▶ [Exercise] Scan the records and identify every line in which the string "this" occurs, then return those lines.

[Referring expression data]
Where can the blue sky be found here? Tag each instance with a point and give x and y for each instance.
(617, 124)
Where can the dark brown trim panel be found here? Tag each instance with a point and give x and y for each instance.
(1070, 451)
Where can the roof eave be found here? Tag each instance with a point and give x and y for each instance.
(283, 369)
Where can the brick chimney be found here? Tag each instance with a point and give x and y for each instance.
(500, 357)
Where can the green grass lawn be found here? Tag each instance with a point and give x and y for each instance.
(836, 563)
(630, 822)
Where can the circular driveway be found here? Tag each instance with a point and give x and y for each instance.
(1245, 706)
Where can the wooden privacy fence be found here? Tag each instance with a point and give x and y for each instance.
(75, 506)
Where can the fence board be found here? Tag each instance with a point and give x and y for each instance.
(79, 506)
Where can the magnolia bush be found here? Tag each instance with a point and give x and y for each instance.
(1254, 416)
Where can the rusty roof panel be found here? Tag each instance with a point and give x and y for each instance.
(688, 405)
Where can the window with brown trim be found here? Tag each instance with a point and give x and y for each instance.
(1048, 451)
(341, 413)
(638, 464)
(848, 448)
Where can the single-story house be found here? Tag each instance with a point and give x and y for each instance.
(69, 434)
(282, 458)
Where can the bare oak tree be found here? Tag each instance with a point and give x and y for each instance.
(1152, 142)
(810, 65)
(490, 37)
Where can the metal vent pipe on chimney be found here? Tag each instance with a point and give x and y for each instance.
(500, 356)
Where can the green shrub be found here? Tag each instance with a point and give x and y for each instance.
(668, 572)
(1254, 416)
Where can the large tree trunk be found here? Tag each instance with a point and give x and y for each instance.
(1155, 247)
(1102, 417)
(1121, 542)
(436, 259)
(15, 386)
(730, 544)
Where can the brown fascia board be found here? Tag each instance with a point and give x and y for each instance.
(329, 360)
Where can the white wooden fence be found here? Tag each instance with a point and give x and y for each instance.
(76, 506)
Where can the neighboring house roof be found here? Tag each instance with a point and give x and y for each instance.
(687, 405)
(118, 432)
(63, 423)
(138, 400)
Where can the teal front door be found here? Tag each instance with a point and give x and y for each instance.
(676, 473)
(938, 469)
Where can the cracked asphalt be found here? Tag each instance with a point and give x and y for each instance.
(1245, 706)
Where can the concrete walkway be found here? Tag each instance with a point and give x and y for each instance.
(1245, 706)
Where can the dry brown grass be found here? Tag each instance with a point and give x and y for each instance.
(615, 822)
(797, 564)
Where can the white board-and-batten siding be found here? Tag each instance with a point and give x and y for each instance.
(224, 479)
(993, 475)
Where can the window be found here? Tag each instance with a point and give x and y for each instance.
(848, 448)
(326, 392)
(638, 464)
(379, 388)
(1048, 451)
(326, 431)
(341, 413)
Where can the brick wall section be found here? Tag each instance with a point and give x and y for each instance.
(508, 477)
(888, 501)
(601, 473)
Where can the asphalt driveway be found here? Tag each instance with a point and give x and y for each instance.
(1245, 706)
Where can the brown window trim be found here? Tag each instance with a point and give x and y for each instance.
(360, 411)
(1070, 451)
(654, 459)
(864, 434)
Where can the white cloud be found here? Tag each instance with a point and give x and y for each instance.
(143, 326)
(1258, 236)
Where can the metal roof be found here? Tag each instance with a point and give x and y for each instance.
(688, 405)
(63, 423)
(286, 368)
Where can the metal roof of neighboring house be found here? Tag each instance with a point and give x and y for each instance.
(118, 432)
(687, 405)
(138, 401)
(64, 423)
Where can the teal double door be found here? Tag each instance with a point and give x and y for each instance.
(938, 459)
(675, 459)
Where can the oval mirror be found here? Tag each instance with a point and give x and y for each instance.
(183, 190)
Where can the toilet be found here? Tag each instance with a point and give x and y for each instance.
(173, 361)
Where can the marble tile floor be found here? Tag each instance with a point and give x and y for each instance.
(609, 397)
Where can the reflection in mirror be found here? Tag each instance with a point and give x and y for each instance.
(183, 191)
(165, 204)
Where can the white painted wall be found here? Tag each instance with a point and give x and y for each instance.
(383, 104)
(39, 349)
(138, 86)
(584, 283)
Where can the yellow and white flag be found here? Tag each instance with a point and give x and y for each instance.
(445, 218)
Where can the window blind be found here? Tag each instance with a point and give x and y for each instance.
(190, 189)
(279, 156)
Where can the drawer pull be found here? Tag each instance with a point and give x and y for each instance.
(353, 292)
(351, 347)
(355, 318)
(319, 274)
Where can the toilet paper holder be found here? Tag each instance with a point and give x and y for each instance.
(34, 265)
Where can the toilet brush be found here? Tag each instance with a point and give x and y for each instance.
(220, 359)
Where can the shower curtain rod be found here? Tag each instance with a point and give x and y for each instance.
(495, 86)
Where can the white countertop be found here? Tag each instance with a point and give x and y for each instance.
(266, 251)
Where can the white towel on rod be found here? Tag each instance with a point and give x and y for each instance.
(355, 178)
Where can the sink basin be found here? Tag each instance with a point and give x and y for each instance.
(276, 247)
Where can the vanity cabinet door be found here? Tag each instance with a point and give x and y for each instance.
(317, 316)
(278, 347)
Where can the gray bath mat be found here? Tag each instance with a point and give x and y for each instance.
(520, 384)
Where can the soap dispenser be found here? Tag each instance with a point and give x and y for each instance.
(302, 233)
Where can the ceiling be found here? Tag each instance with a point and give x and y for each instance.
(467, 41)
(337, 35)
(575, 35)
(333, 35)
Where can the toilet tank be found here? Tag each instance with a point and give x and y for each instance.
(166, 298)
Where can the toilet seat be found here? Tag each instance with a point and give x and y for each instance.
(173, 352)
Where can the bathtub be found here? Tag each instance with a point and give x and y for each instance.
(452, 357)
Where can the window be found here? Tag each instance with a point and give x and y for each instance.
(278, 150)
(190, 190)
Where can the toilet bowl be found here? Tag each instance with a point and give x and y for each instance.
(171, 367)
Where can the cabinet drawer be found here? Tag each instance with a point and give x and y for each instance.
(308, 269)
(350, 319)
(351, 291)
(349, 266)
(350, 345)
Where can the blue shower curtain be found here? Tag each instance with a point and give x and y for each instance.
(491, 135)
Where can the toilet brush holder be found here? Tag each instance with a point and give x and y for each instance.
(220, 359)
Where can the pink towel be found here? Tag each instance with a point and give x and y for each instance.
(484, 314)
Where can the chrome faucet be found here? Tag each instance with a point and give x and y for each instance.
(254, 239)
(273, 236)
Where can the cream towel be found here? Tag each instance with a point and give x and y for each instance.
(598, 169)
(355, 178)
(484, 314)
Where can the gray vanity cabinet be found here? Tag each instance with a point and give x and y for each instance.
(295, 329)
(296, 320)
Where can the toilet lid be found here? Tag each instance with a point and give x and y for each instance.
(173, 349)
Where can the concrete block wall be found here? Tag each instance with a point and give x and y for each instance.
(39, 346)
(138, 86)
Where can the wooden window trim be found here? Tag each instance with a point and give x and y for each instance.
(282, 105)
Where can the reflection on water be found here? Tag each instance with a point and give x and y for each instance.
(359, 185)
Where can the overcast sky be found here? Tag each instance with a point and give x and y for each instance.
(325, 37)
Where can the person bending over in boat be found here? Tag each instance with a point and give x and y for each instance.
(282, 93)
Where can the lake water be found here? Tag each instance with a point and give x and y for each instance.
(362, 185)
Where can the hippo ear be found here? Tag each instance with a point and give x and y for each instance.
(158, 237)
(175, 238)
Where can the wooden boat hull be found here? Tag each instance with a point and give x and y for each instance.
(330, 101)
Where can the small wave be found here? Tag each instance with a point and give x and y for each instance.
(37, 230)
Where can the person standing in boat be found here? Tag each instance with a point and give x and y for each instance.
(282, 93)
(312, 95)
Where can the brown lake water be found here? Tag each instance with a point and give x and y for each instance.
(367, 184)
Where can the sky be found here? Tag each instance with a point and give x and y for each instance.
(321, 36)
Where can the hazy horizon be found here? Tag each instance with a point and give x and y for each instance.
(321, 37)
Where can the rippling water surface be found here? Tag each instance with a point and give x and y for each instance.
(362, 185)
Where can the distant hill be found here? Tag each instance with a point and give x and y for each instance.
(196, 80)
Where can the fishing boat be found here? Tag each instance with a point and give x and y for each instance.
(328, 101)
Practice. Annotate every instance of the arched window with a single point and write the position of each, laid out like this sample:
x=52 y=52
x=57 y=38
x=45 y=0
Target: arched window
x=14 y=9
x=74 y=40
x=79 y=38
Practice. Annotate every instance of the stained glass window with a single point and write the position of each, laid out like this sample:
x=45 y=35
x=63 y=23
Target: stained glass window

▶ [Written answer]
Practice. Annotate every instance of the arched window with a single point and write the position of each, laid out like this sample:
Practice. Annotate every instance of the stained glass window with a single point and write the position of each, laid out like this sample:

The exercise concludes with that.